§ **Problem description**:
Transcribe the memoir passage about writing of a late mother word for word, from its first sentence through its last.

§ **Passage provided**:
+ + + + +

All summer and fall, I’ve been trying to write about my mother, who died in 1999. I thought I was at peace with her when she died. I had been one of her hospice caregivers during the months she struggled for breath, and I was with her at the moment of her passing. At one point, she even made a speech in which she said everything I ever hoped she would say to me. My mother and I had no unfinished business, or so I thought.
But every time I went to write about her, I remembered a particular instance in which she threw underhanded, called me a name, apologized later. It became my personal whack-a-mole. No matter what I was writing about — my childhood, my father, my husband, my own children — up the incident popped. Yes, her comment was mean. But why skewer her? If she were alive, we could have a good fight about it, a fair fight. That one scene did not a relationship make. There were hundreds of other scenes — thousands — I could have brought to mind, but I was stuck. The words would not come. Until I opened the box with the Chinese brocade.

+ + + + +

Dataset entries
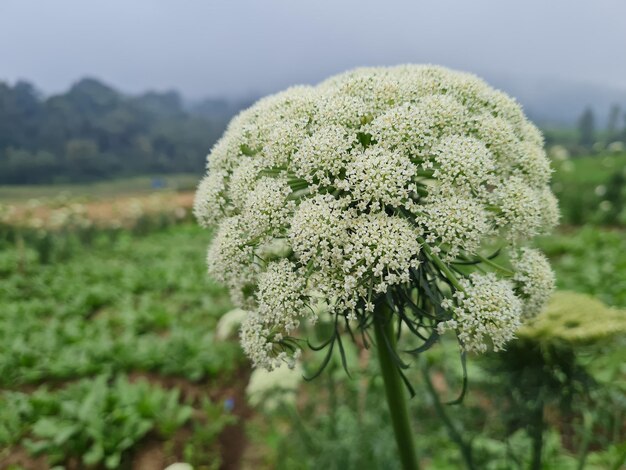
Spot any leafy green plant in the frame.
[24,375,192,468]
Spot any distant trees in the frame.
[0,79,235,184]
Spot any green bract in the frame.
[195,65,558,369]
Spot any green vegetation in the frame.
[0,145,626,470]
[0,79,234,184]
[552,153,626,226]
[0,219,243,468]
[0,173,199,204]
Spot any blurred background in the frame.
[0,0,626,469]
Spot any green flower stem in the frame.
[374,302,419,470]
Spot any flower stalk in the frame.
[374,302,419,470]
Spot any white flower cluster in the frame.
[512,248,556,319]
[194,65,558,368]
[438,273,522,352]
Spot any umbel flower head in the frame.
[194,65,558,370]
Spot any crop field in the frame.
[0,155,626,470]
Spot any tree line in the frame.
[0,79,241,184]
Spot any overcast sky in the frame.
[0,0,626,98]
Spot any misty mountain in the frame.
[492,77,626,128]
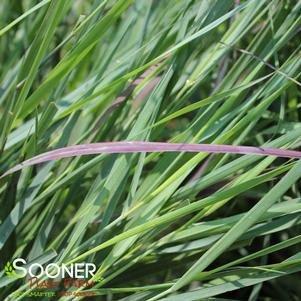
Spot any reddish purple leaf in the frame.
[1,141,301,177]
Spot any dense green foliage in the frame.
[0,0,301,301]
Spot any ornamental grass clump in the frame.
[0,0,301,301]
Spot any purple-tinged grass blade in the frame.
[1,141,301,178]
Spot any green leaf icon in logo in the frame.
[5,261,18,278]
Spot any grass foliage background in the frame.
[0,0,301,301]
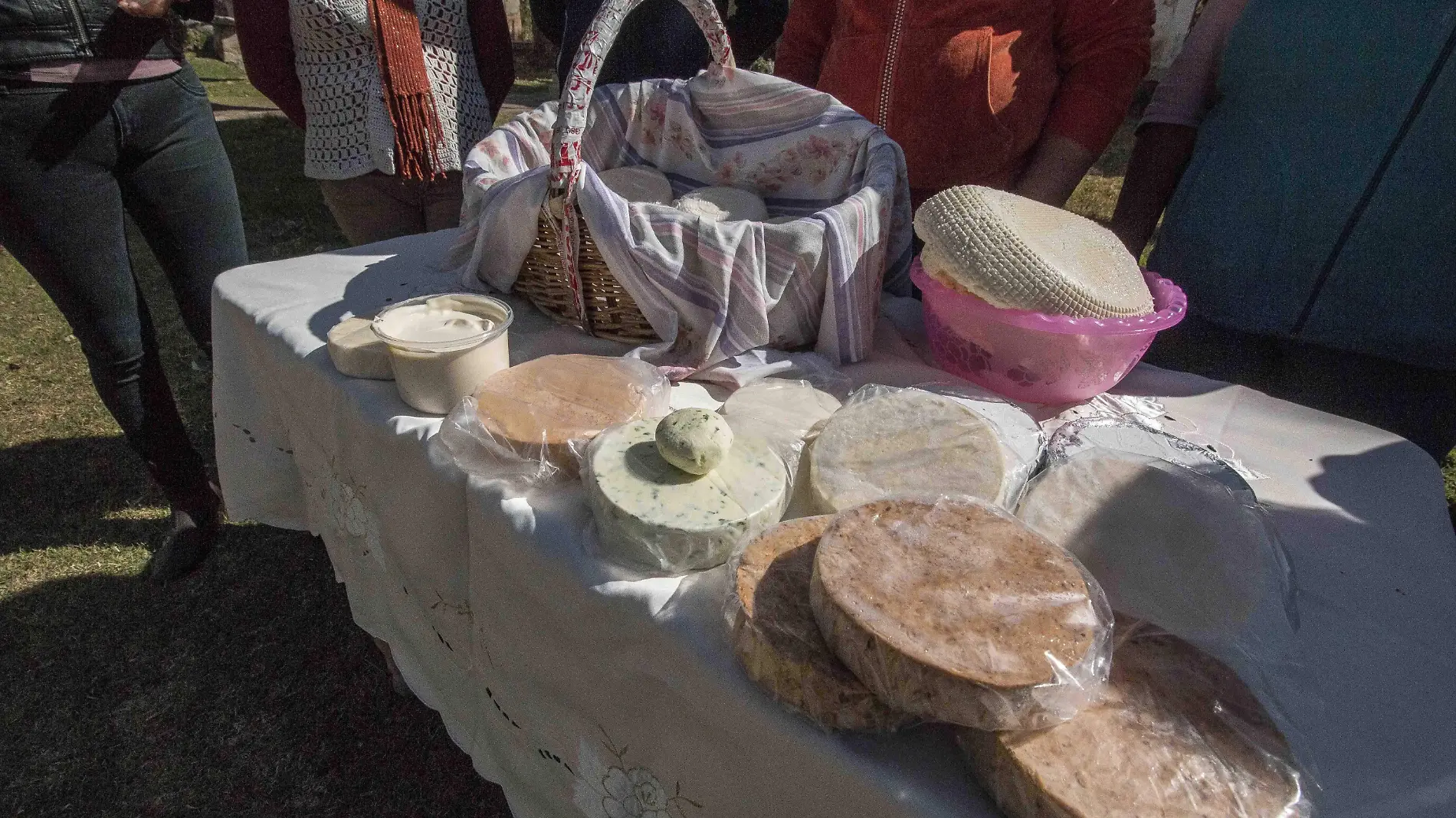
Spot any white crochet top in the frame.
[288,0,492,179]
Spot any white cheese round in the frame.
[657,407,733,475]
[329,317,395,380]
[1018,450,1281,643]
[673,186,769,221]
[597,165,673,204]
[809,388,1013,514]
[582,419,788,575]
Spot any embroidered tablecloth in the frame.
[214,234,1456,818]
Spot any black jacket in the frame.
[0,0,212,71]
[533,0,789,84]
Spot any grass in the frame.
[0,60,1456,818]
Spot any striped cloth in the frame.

+ + + + +

§ **Result of the task**:
All summer and fall, I’ve been trying to write about my mother, who died in 1999. I thought I was at peace with her when she died. I had been one of her hospice caregivers during the months she struggled for breath, and I was with her at the moment of her passing. At one point, she even made a speech in which she said everything I ever hoped she would say to me. My mother and I had no unfinished business, or so I thought.
But every time I went to write about her, I remembered a particular instance in which she threw underhanded, called me a name, apologized later. It became my personal whack-a-mole. No matter what I was writing about — my childhood, my father, my husband, my own children — up the incident popped. Yes, her comment was mean. But why skewer her? If she were alive, we could have a good fight about it, a fair fight. That one scene did not a relationship make. There were hundreds of other scenes — thousands — I could have brought to mind, but I was stuck. The words would not come. Until I opened the box with the Chinese brocade.